— Start Selected text —
As I mention in my article, Bartók once asked a pupil to play “a little less Bartók-ish”, indicating that even in his lifetime his music was played more aggressively than he’d hoped. In the recording below we can hear him play his own Romanian Dance No.1 without producing ugly sounds even as he plays dissonances with strength.

 

Stravinsky was another contemporary composer I mention who did not play his music nearly as aggressively as it is played today – as suggested by his playing of his own Piano Rag Music:

 

While composers naturally had their own envisioned and preferred approaches to their own works, they usually still appreciated the varied styles of other performers. Rachmaninoff was a great fan of the playing of Benno Moiseiwitsch, whom he called his ‘spiritual heir’ (not, as some might assume, Vladimir Horowitz). This recording of Moiseiwitsch playing the Prelude that was both the Rachmaninoff’s and Moiseiwitsch’s favourite amongst the composer’s works – the Prelude in B Minor Op.32 No.10 – makes clear why this pianist was so admired by his legendary compatriot.

 

Horowitz was another pianist whose playing Rachmaninoff admired. The composer’s quote that ‘he swallowed it whole’ in reference to Horowitz’s performance of the Third Concerto is often taken as pure admiration (if one considers the wording, it’s not necessarily a whole-hearted endorsement – it might be, but it might not); however, there’s no doubt he admired the younger musician’s artistry. This gorgeous performance of the Prelude in G Major Op.32 No.5 was filmed during Horowitz’s first return to Russia, 43 years after Rachmaninoff’s death.

 

As I state in my article, composers naturally had their own perceptions of how their works should be performed yet were often still open to approaches that were radically different than their own. The unconventional account of Rachmaninoff’s Third Concerto played by Walter Gieseking comes from a New York concert that Rachmaninoff himself attended – far slower than the composer and most other pianists would play it, but still appreciated by the composer – even though his wife walked out after the first movement! After the concert, composer and pianist had an engaged and enthusiastic conversation backstage.

 

Ilona Eibenschutz and Carl Friedberg both coached with Brahms and he liked both of their playing, but their approach was still not the same. It’s interesting to compare Eibenschütz’s 1903 recording of the Brahms Ballade in G Minor Op.118 No.3 with (below) Friedberg’s from nearly 50 years later.
— End Selected text —
— Start Data shown —
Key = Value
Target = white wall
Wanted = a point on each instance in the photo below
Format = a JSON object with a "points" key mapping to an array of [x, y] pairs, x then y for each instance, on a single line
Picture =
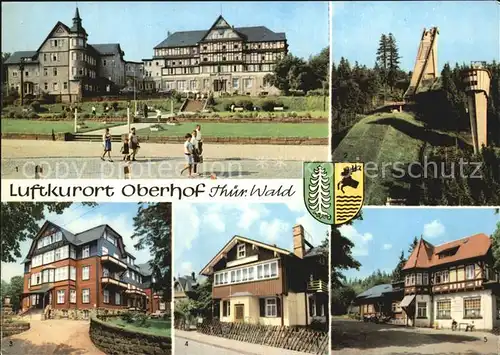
{"points": [[488, 309]]}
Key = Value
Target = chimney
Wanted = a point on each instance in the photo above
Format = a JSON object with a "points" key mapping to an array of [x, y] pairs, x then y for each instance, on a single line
{"points": [[298, 241]]}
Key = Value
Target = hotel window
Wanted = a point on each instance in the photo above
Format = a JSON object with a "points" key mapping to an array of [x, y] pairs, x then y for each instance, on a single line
{"points": [[425, 279], [86, 273], [421, 309], [444, 309], [271, 307], [86, 295], [226, 308], [72, 296], [472, 307], [60, 296], [469, 272], [86, 251], [241, 251]]}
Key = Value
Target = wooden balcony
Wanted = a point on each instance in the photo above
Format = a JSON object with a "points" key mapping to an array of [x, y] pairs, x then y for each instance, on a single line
{"points": [[113, 281], [108, 259], [317, 286]]}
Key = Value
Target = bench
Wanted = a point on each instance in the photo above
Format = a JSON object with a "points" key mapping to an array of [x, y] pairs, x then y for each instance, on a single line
{"points": [[467, 326]]}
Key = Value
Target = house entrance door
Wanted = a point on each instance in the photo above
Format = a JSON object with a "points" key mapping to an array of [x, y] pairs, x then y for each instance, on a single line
{"points": [[239, 313]]}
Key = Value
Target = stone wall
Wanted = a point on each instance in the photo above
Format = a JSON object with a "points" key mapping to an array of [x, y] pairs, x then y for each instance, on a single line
{"points": [[14, 327], [112, 339]]}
— End Data shown —
Print everything from "Stravinsky was another" down to "his legendary compatriot." in the text above about composers and pianists, keeping every word and mark unchanged.

Stravinsky was another contemporary composer I mention who did not play his music nearly as aggressively as it is played today – as suggested by his playing of his own Piano Rag Music:

 

While composers naturally had their own envisioned and preferred approaches to their own works, they usually still appreciated the varied styles of other performers. Rachmaninoff was a great fan of the playing of Benno Moiseiwitsch, whom he called his ‘spiritual heir’ (not, as some might assume, Vladimir Horowitz). This recording of Moiseiwitsch playing the Prelude that was both the Rachmaninoff’s and Moiseiwitsch’s favourite amongst the composer’s works – the Prelude in B Minor Op.32 No.10 – makes clear why this pianist was so admired by his legendary compatriot.